--- Task objective ---
Include in the output the line containing "For every instance of the black tire, the" and each subsequent line of the records, through the end, transcribed exactly. Add nothing else.
--- START OF Supplied records ---
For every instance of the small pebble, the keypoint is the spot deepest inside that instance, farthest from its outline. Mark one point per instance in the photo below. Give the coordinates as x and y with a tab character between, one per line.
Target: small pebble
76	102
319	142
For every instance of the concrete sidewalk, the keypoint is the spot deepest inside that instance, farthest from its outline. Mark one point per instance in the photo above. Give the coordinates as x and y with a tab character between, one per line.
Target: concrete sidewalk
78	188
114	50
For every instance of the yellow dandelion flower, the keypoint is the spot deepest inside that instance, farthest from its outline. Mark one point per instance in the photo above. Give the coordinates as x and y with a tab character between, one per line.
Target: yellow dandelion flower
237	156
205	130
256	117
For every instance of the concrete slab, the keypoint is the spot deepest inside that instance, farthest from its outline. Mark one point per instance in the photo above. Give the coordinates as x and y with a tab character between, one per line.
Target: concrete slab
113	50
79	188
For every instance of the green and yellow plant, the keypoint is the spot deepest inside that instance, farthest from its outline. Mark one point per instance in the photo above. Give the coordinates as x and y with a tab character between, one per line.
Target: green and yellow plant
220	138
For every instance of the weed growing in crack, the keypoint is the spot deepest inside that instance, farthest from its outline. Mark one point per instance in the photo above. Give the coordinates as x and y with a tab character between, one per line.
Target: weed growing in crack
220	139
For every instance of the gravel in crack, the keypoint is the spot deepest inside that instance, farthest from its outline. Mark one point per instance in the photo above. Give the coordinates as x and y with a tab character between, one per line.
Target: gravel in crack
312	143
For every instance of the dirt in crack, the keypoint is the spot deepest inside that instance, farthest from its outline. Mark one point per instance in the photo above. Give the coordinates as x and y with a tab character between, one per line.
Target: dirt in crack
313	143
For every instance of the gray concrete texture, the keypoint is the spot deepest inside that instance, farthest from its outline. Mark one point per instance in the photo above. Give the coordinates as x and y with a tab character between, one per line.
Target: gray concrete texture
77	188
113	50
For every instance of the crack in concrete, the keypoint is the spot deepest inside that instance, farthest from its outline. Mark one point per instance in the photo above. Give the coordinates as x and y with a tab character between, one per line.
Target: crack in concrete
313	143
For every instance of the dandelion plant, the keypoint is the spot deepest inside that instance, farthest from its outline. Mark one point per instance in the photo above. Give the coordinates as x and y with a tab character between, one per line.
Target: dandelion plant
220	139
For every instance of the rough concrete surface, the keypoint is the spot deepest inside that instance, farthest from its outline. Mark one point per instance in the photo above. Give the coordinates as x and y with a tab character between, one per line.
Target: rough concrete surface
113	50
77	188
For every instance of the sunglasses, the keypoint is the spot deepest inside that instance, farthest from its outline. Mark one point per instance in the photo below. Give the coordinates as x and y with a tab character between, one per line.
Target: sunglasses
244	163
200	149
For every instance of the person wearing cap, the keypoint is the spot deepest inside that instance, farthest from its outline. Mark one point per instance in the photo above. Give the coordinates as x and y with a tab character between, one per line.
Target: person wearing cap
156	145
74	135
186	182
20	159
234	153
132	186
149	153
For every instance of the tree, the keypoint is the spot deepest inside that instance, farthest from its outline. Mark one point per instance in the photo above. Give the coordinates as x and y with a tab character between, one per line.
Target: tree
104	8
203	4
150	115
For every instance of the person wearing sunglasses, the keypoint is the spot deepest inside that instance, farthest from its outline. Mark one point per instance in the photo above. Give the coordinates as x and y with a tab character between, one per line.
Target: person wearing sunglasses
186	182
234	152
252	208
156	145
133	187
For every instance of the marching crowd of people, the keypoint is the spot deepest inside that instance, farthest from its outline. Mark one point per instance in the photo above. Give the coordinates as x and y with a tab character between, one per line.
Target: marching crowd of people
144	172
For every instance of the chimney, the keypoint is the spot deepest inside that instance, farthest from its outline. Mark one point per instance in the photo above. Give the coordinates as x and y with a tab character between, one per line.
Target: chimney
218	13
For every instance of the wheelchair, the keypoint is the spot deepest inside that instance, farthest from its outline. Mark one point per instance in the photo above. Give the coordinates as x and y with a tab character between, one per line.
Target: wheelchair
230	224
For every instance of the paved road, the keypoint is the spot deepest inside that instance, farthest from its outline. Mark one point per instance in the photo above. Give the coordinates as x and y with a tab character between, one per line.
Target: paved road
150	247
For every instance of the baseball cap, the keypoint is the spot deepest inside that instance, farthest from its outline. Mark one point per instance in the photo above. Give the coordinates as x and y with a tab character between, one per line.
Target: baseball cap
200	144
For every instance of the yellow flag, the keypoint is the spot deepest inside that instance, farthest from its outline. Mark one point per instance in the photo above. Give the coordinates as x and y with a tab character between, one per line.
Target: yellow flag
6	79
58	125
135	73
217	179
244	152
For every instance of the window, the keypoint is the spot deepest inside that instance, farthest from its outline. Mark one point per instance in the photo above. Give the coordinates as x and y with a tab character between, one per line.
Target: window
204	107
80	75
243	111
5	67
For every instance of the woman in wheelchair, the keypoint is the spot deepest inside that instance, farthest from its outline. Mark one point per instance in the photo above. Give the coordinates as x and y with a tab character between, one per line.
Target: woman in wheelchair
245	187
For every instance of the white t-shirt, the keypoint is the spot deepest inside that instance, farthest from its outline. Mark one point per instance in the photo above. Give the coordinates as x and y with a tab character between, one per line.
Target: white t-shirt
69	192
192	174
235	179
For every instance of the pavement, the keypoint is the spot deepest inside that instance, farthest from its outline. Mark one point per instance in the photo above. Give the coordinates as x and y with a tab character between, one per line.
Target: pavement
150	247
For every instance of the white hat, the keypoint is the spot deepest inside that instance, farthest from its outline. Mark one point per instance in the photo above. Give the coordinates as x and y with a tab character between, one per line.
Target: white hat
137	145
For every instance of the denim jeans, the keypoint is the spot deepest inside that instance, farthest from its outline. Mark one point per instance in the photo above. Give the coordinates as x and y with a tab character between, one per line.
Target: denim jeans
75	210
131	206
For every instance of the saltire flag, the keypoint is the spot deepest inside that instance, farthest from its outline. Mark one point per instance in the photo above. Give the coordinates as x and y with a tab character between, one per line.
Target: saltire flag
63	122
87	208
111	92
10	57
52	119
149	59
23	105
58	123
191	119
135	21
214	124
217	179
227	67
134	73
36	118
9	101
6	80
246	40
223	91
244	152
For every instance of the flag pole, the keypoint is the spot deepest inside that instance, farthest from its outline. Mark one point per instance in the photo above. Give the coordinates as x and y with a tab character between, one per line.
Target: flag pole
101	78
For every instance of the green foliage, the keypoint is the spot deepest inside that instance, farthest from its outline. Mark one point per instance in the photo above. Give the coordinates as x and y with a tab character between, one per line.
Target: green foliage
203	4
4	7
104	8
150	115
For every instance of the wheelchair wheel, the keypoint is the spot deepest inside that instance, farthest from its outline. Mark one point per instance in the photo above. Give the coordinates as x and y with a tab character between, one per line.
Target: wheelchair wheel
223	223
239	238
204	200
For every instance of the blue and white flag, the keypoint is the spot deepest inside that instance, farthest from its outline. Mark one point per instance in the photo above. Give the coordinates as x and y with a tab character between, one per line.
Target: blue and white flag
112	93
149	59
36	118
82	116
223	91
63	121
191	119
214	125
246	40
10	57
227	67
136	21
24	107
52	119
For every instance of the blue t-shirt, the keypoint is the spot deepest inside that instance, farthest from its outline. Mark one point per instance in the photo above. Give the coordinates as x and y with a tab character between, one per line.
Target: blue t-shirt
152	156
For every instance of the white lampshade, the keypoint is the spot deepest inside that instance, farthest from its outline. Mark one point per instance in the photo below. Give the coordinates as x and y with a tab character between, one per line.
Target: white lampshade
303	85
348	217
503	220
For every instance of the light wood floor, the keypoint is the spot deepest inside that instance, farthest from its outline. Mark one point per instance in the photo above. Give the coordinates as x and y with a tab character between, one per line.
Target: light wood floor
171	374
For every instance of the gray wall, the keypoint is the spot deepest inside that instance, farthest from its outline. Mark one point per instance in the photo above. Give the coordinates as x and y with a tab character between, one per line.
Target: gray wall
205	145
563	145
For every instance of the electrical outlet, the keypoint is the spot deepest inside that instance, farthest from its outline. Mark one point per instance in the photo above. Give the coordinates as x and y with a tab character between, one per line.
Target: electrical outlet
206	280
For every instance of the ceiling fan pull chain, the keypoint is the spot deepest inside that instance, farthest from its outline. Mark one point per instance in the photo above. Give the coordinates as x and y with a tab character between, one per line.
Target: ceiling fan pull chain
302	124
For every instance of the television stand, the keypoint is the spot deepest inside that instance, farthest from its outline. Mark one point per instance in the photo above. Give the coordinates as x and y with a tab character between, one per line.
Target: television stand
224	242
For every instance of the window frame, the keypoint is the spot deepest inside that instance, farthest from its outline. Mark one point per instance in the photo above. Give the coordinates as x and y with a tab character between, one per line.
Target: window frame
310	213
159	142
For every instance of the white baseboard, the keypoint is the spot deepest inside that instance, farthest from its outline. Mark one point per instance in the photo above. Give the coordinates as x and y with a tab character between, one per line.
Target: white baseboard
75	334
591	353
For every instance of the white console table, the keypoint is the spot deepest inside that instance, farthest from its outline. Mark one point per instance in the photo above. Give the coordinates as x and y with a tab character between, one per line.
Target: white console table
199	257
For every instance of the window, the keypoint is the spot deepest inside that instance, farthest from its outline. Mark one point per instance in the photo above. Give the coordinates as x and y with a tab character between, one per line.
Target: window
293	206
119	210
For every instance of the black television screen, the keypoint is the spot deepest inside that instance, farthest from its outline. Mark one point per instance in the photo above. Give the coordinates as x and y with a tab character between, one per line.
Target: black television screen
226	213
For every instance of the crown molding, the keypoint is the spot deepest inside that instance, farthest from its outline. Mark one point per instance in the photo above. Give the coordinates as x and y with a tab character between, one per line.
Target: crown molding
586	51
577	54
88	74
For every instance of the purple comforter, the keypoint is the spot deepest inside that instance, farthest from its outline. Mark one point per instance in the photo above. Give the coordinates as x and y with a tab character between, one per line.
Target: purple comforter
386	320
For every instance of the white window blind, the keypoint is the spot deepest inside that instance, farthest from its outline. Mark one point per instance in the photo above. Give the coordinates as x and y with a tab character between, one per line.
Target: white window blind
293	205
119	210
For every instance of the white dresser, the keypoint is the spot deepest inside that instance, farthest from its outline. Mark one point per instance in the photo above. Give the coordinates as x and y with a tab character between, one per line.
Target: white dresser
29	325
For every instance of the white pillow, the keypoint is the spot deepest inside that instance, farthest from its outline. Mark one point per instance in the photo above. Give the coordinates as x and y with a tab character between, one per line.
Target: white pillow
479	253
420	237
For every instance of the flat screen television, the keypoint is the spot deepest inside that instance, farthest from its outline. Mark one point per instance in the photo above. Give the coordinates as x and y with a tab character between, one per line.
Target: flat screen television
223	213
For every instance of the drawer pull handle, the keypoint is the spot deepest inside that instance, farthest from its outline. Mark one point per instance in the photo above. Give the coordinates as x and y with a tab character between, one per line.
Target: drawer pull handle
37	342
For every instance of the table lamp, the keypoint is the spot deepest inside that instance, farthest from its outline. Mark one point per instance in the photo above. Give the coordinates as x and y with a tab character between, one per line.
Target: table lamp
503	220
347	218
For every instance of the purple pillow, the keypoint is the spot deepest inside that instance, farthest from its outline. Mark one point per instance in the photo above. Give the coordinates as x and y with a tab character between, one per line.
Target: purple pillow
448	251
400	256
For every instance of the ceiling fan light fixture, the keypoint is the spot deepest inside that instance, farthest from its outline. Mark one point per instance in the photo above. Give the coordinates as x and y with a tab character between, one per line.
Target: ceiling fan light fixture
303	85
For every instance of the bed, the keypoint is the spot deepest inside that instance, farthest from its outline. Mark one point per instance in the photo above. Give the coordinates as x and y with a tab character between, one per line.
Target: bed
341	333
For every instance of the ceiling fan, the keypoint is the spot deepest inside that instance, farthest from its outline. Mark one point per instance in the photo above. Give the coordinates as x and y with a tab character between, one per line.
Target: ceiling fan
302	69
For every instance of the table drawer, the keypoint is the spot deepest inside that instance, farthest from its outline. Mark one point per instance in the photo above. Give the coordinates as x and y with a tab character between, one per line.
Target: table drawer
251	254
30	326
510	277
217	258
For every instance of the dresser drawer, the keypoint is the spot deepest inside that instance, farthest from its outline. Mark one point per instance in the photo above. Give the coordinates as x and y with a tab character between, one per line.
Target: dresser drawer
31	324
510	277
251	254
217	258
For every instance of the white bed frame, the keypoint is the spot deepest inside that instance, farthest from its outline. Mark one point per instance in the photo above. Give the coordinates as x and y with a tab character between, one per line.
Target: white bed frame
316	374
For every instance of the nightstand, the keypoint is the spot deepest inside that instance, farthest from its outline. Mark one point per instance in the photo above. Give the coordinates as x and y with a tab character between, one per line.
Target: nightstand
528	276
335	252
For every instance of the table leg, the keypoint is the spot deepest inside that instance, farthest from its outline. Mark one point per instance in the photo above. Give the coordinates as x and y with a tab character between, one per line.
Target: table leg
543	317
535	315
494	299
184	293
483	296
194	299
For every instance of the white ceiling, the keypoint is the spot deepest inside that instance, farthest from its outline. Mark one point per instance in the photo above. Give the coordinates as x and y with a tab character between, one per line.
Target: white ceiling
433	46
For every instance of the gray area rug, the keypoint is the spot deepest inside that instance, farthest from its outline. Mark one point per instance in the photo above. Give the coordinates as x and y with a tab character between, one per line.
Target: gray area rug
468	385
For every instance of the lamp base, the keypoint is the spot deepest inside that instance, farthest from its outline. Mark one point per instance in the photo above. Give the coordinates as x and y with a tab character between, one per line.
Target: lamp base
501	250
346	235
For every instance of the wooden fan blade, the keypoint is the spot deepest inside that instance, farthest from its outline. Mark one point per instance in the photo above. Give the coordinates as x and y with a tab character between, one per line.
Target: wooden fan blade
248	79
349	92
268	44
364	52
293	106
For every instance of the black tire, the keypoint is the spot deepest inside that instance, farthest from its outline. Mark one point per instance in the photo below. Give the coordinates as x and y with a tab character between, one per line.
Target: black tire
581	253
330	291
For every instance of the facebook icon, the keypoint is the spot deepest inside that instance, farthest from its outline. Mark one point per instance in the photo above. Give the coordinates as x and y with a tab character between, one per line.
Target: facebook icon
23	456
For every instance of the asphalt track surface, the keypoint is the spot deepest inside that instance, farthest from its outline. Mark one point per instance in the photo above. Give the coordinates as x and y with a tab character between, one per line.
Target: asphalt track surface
--- END OF Supplied records ---
--- Full response ---
For every instance of the black tire, the keypoint is the spot deepest inside that instance, farthest from its outline. Mark one point per instance in the photo below. Give the coordinates as x and y with a tab character between, one per line.
Target: black tire
581	253
330	291
For every instance of the facebook icon, the keypoint is the spot deepest inside that instance, farthest from its outline. Mark one point per instance in the photo above. Give the coordinates as x and y with a tab character between, one per line.
Target: facebook icon
23	456
For every instance of the asphalt track surface, the keypoint is the spot deepest inside that instance, farthest from its outline. Mark one point per instance in the photo above. Give the coordinates as x and y with a tab character between, one per line.
Target: asphalt track surface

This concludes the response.